• [Consigne]:
Pour chacune des affirmations suivantes, dites par oui ou par non si elle concorde avec le texte ci-dessous sur le projet Wicri. Citez mot pour mot les passages qui tranchent. (a) L’Empire de Charlemagne a pour capitale Paris. (b) Le texte qualifie la mort de Turpin à Roncevaux d’historiquement fausse mais légendaire. (c) Le chiffre d’affaires mentionné s’élève à 120 millions de dollars.

• [Texte du document]:

####

De même, l’exploration de l’œuvre de Gilles Mathieu conduit à situer cette pièce dans l’histoire poétique et musicale de Roland, comme par exemple l’Orlando Furioso de Ludivico Arioso qui a inspiré Vivaldi, Lulli ou Charpentier.

Par rapport à la valorisation du fonds Paul Meyer qui relève d’un contexte professionnel, le contexte de vulgarisation amène en fait à un approfondissement. C’est également vrai sur le plan de la structuration sémantique de la bibliothèque numérique.

En effet, le contexte très spécialisé de ce sujet dans un réseau multidisciplinaire (Wicri) offre un champ d’expérimentation très intéressant. Pour de nombreuses notions, il faut faire cohabiter plusieurs contextes historiques. Par exemple, avec une vision nationaliste, l’Europe au temps de Charlemagne n’est pas celle de notre temps, ni celle de Léon Gautier en 1881 après la Guerre de 1870. La page Europe sur le wiki Chanson de Roland sera donc très différente de celle du wiki Wicri/Santé.

Le problème se complique avec les relations sémantiques. Dans pratiquement tous les wikis la capitale de la France est Paris. Ici Paris est bien la capitale de la France pour les auteurs d’articles français. En revanche, l’Empire de Charlemagne, qui n’est pas exactement la France, a pour capitale Aix-la-Chapelle.

Un autre niveau de complexité est introduit par la nature des faits. « Charlemagne, fils de Pépin le bref, est mort à Aix-la-Chapelle » est historiquement vrai. « Roland est mort à Roncevaux » est probablement vrai. « Turpin a été archevêque de Reims » est vrai. Enfin, « Turpin est mort à Roncevaux » est historiquement faux mais légendaire.

Bilan et perspectives

Le projet Wicri étudie (au sens preuve de concept) la faisabilité d’une diversification de l’offre de connaissance scientifique ou culturelle face au monopôle Wikipédia. La figure 7 donne la croissance financière de la Wikimedia Fundation. Elle montre un profond changement de profil financier. Avec un chiffre d’affaires de 120 millions de dollars, basée sur des contributions anonymes, cette compagnie peut-elle garantir le maintien de sa politique citoyenne initiale ?

####

• [Entrées de données]:
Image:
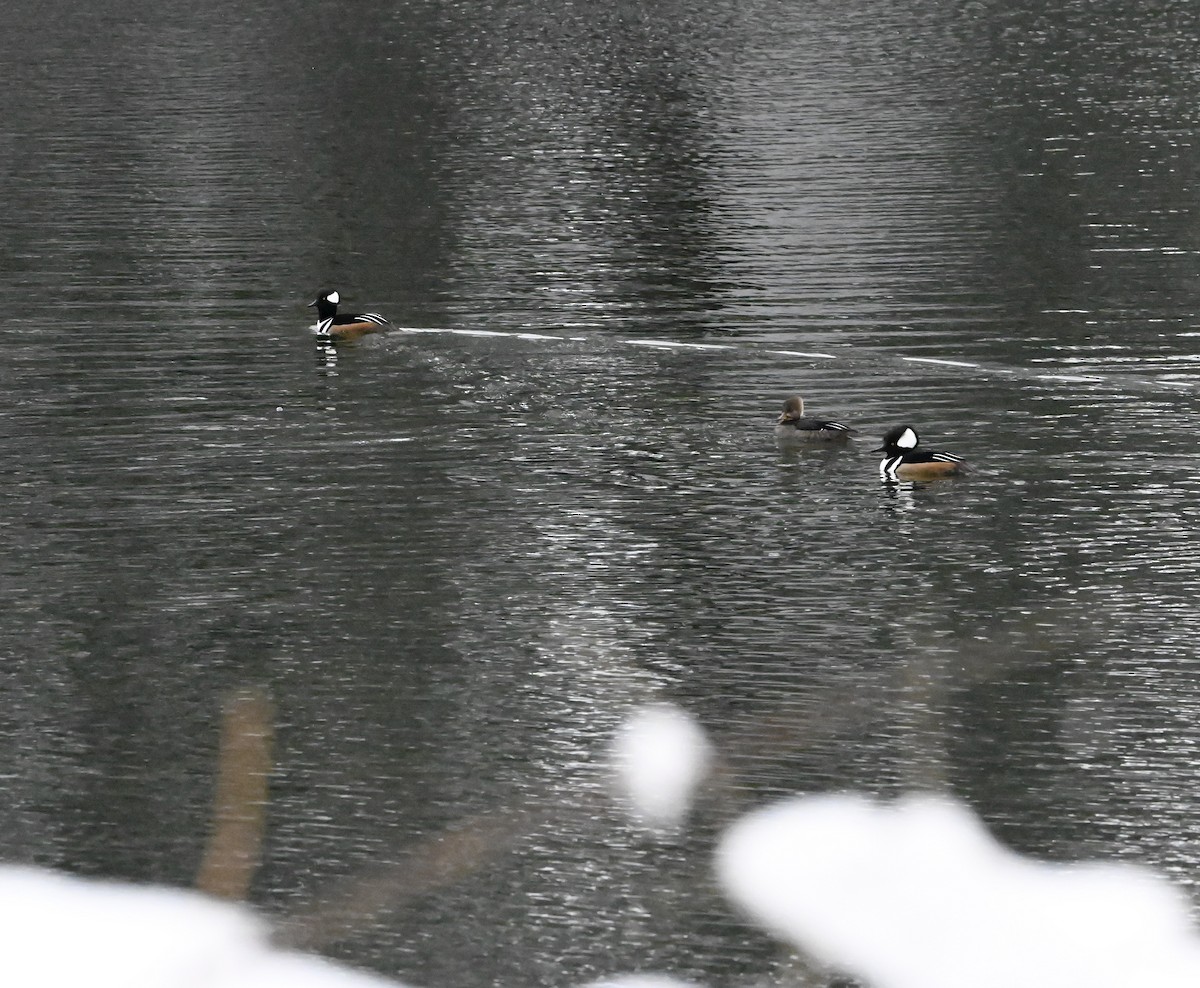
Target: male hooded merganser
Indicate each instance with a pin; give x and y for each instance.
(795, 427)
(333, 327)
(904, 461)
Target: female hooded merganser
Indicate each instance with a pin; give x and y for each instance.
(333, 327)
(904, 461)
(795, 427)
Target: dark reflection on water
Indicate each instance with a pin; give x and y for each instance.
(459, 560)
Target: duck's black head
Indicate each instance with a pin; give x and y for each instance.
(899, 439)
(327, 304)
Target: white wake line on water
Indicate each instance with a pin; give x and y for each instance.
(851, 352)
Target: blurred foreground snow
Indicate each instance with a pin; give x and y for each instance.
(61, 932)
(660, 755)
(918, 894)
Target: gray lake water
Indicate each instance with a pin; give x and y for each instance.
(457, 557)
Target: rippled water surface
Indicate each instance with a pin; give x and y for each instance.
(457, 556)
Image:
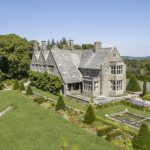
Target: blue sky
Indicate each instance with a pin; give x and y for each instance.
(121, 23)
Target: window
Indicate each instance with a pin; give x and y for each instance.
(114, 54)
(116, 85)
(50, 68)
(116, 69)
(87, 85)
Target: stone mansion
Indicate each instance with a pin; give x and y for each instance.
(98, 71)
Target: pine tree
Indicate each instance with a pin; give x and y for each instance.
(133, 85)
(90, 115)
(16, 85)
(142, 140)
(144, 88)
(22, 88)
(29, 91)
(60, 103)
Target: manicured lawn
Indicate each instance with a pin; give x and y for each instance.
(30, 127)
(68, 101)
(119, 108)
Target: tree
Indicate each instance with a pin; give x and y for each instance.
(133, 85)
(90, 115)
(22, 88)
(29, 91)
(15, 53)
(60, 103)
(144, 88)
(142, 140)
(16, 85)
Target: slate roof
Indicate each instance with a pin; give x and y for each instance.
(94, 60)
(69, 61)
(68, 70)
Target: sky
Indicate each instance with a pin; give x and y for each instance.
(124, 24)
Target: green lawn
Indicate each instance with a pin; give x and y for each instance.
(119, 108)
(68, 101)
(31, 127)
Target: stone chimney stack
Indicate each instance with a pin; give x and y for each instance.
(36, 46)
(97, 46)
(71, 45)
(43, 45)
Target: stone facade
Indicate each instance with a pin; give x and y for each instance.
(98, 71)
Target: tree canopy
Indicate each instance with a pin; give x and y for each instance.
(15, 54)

####

• [Réponse finale]:
(a) Non : « l’Empire de Charlemagne, qui n’est pas exactement la France, a pour capitale Aix-la-Chapelle ».
(b) Oui : « Enfin, « Turpin est mort à Roncevaux » est historiquement faux mais légendaire ».
(c) Oui : « Avec un chiffre d’affaires de 120 millions de dollars ».